SHORT EXERCISE: Below is a set of records; print all of them exactly as written.

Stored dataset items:
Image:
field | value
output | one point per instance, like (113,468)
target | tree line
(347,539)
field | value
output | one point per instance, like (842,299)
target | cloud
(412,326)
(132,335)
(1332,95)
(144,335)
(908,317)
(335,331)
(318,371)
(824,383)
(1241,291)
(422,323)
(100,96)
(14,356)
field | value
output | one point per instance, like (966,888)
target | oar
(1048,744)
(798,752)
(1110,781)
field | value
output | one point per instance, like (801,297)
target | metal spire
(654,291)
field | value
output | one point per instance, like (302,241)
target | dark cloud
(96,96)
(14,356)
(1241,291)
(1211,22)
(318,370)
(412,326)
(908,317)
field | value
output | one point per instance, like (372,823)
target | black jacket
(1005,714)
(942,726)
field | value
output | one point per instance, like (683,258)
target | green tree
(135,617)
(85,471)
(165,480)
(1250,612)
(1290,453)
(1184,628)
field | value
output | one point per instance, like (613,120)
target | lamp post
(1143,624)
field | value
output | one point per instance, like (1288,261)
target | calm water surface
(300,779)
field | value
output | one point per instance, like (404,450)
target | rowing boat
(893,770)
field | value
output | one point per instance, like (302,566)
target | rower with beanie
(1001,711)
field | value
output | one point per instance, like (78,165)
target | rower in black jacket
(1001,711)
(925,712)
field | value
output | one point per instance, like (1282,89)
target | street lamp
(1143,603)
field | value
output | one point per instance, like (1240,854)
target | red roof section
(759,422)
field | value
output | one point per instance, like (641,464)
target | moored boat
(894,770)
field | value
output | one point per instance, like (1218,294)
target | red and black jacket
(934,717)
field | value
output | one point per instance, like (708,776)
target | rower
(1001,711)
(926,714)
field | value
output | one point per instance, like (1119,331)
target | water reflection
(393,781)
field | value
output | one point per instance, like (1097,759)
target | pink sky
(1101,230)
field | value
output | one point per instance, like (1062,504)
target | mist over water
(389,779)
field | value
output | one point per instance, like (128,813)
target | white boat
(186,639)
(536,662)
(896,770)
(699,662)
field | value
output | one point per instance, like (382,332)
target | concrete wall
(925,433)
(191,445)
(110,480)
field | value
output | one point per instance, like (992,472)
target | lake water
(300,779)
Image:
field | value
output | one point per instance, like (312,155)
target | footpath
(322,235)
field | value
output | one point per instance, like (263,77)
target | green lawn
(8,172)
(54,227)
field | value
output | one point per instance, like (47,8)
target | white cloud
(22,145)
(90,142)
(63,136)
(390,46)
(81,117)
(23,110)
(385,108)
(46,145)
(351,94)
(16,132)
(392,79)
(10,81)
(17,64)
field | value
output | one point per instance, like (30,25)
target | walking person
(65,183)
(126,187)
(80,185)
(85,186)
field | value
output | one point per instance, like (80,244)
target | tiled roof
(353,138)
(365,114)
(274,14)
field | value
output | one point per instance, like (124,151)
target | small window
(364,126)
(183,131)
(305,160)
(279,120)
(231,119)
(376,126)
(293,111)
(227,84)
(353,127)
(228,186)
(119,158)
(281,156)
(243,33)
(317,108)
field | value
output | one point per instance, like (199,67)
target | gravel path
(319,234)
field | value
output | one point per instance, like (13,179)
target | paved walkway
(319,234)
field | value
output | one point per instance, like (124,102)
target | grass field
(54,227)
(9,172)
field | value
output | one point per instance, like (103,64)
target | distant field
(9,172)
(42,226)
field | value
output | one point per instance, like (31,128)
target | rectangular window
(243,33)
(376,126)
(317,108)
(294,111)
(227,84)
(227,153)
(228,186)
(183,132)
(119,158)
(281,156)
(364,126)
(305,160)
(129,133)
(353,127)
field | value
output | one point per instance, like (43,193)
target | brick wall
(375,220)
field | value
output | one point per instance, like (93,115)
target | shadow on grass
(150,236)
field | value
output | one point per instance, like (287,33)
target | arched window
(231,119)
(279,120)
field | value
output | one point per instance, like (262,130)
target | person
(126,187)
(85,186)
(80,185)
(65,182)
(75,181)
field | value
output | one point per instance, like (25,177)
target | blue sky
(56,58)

REPLY:
Image:
field | value
output | one point per instance, like (113,468)
target | tree line
(347,539)
field | value
output | one point per instance, like (842,299)
target | cloud
(412,326)
(132,335)
(1332,95)
(144,335)
(908,317)
(335,331)
(318,371)
(824,383)
(1241,291)
(422,323)
(100,96)
(14,356)
field | value
output | one point per instance, like (966,888)
target | oar
(1048,744)
(798,752)
(1110,781)
field | value
output | one point per instance, like (801,297)
target | metal spire
(654,291)
field | value
output | one point per instance, like (302,241)
target | dark cloud
(96,96)
(14,356)
(1241,291)
(1211,22)
(318,370)
(412,326)
(908,317)
field | value
output | one point per instance, like (372,823)
target | black jacket
(1005,714)
(942,726)
field | value
output | one point per instance, like (683,258)
target | green tree
(135,617)
(85,471)
(165,480)
(1250,612)
(1290,453)
(1184,628)
field | value
output | one point per instance, like (613,120)
target | lamp post
(1143,624)
field | value
output | one point per instance, like (1288,261)
target | calm water surface
(300,779)
field | value
output | one point per instance, like (404,450)
target | rowing boat
(893,770)
field | value
output | one point per instance, like (302,566)
target | rower with beanie
(1001,711)
field | value
output | one point per instance, like (78,165)
target | rower in black jacket
(1001,711)
(925,712)
field | value
output | one point per instance, like (1282,89)
target | street lamp
(1143,603)
field | value
output | one point per instance, like (1240,854)
target | red roof section
(759,422)
field | value
output | one point per instance, like (641,464)
target | moored boat
(894,770)
field | value
output | one point per instance, like (1218,294)
target | red and black jacket
(934,717)
field | value
output | one point per instance, like (708,776)
target | rower
(1001,711)
(926,714)
field | value
output | one point per instance, like (1119,331)
target | water reflection
(393,781)
field | value
output | one point per instance, like (1097,759)
target | pink sky
(1101,230)
field | value
output | one point per instance, like (1062,504)
target | mist over water
(389,779)
field | value
output | one point per instance, like (128,813)
target | white boat
(186,639)
(536,662)
(896,770)
(699,662)
field | value
output | one point per instance, like (382,332)
target | concrete wall
(925,433)
(191,445)
(110,480)
field | value
output | one point per instance, like (992,472)
target | lake water
(300,779)
Image:
field | value
output | one point per instance, like (312,155)
target | footpath
(322,235)
field | value
output | one point per instance, like (263,77)
target | green lawn
(8,172)
(54,227)
field | value
output | one point per instance, like (47,8)
target | white cloud
(22,145)
(90,142)
(63,136)
(390,46)
(81,117)
(23,110)
(385,108)
(46,145)
(351,94)
(16,132)
(392,79)
(10,81)
(17,64)
field | value
output | one point per instance, like (30,25)
target | walking person
(65,183)
(126,187)
(80,185)
(85,186)
field | value
output | one point per instance, like (80,244)
target | tiled roof
(353,138)
(365,114)
(274,14)
field | value
output | one point per instance, like (124,151)
target | small window
(364,126)
(183,131)
(305,160)
(279,120)
(231,119)
(376,126)
(293,111)
(227,84)
(353,127)
(228,186)
(119,158)
(281,156)
(243,33)
(317,108)
field | value
output | one point per instance, like (199,67)
target | gravel path
(319,234)
field | value
output | one point per instance, like (13,179)
target | paved walkway
(319,234)
field | value
output | one point per instance, like (124,102)
target | grass field
(54,227)
(9,172)
field | value
output | one point per instance, like (103,64)
target | distant field
(9,172)
(42,226)
field | value
output | one point per instance, like (31,128)
target | rectangular window
(243,33)
(376,126)
(317,108)
(294,111)
(227,84)
(227,153)
(228,186)
(183,132)
(119,158)
(281,156)
(364,126)
(305,160)
(129,133)
(353,127)
field | value
output | one point per instance, like (43,193)
target | brick wall
(375,220)
field | value
output | one point per instance, like (93,115)
target | shadow on grass
(150,236)
field | value
output | one point per instance, like (287,33)
target | arched window
(231,119)
(279,120)
field | value
output | one point per instance, like (262,130)
target | person
(126,187)
(85,186)
(80,185)
(65,182)
(75,181)
field | value
output | one point per instance, like (25,177)
target | blue sky
(56,58)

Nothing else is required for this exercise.